The question of how styles have changed over time is interesting. Should BJCP include things like "late 18th century London porter"? Or whatever...the problem with beers is that they don't often leave very good fossils.

By way of explanation, I suggested the title because it was clear from past posts that Ron is not a big fan of the BJCP guidelines, yet I think they are an honest attempt at a task that is akin to catching eels with your bare hands, herding monkeys...that kind of task. So I thought I'd see if I could prod to see if he saw any merits in them at all.

I do agree with his objection to people reverse applying them to commercial beers. I would say I've even been guilty of that myself in the past, but have learned the error of my ways.

All in the name of knowledge.

Spargealot said...

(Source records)
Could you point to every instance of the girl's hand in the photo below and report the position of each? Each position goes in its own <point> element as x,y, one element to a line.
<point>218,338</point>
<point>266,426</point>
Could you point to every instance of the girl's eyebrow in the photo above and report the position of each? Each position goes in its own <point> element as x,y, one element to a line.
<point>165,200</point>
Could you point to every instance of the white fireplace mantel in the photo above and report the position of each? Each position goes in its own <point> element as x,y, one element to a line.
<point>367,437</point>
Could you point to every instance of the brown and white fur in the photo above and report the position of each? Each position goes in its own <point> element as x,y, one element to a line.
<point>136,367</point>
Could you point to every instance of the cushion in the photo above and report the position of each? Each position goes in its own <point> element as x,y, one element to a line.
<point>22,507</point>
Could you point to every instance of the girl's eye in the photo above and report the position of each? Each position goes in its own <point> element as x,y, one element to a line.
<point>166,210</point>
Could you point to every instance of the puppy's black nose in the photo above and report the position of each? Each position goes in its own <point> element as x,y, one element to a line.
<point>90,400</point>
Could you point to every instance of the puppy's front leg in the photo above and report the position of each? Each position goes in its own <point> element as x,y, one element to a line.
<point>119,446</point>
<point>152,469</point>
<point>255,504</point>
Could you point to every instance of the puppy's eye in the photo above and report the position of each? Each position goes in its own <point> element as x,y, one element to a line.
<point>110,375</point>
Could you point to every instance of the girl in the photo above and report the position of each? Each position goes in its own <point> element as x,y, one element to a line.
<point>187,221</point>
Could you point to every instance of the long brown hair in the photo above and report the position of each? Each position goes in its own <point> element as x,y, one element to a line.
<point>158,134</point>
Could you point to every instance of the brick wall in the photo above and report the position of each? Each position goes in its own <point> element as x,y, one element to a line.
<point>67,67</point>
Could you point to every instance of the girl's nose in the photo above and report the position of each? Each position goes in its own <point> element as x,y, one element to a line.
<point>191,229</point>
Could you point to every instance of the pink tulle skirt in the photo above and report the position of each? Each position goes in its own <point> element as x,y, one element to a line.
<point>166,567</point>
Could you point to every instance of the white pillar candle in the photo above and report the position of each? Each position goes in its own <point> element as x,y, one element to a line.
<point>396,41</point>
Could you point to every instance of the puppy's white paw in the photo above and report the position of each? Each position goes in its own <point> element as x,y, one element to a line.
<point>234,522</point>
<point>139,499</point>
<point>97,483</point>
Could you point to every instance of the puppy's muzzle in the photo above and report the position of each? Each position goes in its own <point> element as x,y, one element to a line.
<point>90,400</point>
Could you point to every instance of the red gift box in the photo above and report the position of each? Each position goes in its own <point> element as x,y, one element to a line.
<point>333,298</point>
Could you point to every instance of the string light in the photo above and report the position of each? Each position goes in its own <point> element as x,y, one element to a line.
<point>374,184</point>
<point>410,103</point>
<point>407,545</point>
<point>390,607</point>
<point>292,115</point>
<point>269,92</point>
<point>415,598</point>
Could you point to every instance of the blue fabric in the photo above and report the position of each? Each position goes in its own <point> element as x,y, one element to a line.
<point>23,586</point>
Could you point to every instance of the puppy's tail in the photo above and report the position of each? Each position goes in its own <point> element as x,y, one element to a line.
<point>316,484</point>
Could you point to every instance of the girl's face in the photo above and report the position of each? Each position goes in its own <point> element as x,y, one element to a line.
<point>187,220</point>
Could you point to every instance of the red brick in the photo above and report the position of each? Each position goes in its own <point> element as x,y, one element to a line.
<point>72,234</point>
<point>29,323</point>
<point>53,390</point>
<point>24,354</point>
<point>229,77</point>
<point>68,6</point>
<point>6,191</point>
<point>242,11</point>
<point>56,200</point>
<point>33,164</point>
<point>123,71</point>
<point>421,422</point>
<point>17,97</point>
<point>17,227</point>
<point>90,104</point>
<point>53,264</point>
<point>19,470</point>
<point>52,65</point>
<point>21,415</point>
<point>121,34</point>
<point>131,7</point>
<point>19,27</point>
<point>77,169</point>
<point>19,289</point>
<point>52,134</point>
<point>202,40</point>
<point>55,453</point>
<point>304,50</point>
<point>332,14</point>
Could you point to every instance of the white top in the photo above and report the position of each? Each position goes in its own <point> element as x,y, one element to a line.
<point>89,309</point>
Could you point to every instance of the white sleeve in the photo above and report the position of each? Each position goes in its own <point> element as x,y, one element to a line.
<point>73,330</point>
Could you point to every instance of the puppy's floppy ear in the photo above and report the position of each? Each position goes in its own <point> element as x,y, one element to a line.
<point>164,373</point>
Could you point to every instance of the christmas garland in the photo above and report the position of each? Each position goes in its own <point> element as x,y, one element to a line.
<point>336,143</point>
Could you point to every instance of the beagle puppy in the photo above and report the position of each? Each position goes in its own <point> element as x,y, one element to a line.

Work required
Pick up the blog discussion of the BJCP beer style guidelines right after its last line and keep it going.

Task response
Please continue to blast away at the BJCP. I am a judge in the US and find plenty of flaws in the guidelines which no one seems willing to take the time to change despite constant badgering from some like myself. The problem is US judges now think ESBs should taste like hoppy brown ales and milds shoudl taste like roasty brown porters - here's a post about Milds, which probably lacks some of your insight, but I tried to point out the BJCP style guidlein flawas and examples which are way beyond their own parameters - http://www.zymurology.org/Blog/?p=374

Ron Pattinson said...

Spargealot, Mild is a complex subject. There isn't one easy all-encompassing definition.